_AIM:_
Reproduce the rows from the line containing "hair as a single dot per instance." through the end of the rows, requests included, and raise every point coordinate in the answers by 22. Leave the requests and their format samples unchanged.
>> start
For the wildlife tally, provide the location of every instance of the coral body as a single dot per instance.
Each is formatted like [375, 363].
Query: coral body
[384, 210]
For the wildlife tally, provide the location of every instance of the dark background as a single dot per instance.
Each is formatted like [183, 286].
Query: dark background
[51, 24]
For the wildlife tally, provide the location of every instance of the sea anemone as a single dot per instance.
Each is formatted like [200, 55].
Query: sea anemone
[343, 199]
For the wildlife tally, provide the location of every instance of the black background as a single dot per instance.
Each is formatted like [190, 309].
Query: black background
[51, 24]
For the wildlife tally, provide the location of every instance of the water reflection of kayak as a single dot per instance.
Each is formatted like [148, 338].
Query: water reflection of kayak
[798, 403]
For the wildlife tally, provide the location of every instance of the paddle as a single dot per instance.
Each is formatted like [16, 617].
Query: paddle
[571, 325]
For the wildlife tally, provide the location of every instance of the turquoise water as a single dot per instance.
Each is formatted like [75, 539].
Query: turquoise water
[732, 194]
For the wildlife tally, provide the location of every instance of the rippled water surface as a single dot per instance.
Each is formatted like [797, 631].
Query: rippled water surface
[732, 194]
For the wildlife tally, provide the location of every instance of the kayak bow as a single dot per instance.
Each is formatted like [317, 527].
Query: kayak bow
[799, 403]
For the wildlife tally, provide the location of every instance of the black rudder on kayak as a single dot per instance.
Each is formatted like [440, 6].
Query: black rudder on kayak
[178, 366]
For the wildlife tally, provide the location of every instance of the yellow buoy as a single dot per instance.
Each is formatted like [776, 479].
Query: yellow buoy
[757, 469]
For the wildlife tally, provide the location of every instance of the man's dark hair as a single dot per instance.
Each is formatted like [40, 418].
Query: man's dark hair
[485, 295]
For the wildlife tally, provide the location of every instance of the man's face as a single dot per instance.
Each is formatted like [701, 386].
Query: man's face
>> end
_THE SOLUTION:_
For the wildlife tally, provide the location of every instance of the man's dark hair as a single dot per instance.
Each is formatted like [40, 418].
Query: man's dark hair
[507, 317]
For the wildlife tally, provide the location of every instance of the man's face as a single dot per instance.
Each is formatted like [701, 386].
Query: man's face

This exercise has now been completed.